> [TASK DETAILS]
Repeat the lines below character for character, leaving out any pictures.

:: DATA LINES

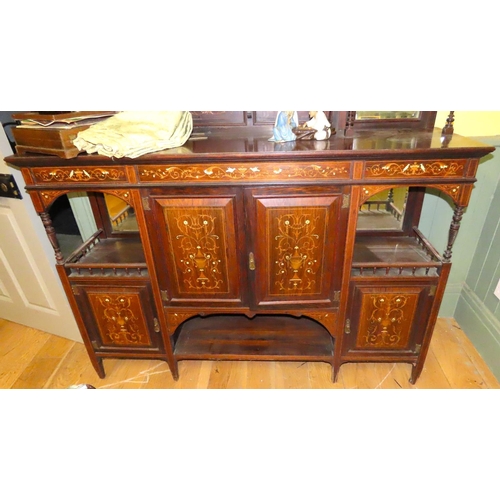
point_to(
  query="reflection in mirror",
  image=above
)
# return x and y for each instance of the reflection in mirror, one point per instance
(384, 211)
(387, 115)
(65, 225)
(121, 215)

::::

> [FINAL RESULT]
point_to(
  query="reflection in mirror",
  image=above
)
# return x and y for each instance of the reflection in mirror, one point per instance
(384, 211)
(387, 115)
(65, 225)
(121, 215)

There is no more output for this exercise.